-- begin DATASET EXCERPTS --

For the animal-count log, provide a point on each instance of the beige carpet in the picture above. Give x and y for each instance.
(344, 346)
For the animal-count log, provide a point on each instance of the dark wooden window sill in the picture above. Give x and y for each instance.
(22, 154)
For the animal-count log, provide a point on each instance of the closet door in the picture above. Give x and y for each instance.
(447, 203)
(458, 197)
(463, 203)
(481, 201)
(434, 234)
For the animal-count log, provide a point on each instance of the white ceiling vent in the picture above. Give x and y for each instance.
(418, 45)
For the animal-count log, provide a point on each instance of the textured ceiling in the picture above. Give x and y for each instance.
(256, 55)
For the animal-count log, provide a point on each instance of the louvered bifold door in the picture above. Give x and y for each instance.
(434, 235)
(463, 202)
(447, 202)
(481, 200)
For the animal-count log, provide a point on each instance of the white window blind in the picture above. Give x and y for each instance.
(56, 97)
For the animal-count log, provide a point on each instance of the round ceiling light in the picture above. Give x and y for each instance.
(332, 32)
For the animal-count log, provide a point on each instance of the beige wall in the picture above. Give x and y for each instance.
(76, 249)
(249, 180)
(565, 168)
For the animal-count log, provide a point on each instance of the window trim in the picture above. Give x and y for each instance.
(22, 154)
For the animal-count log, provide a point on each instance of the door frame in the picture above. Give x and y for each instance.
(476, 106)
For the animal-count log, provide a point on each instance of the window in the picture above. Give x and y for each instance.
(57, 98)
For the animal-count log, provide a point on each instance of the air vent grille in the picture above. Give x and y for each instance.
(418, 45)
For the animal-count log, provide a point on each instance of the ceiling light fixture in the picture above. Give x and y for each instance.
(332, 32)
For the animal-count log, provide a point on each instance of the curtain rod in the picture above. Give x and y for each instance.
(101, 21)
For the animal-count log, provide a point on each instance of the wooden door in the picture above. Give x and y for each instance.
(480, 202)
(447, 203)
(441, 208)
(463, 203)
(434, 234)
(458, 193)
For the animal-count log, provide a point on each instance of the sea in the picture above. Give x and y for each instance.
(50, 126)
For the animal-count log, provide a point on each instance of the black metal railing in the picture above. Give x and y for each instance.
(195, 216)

-- end DATASET EXCERPTS --

DIRECTIVE: Give back the lines above exactly, from the one with "of the ceiling" through the last line.

SOLUTION:
For the animal-count log, provide a point on each instance of the ceiling light fixture in the picture above. Give x and y for each instance.
(332, 32)
For the animal-count log, provide a point on each instance of the curtain rod in the picture above. Give x and y for each instance.
(101, 21)
For the animal-count log, provide a point on each instance of the wooden door in the picture above. Give x and y for each instance.
(480, 202)
(447, 203)
(441, 208)
(463, 203)
(434, 234)
(458, 193)
For the animal-count log, provide a point on each instance of the sea in the picture above. Give x and y for each instance.
(50, 126)
For the animal-count log, provide a point on each instance of the black metal railing in the picture above. Give x and y for each instance.
(195, 216)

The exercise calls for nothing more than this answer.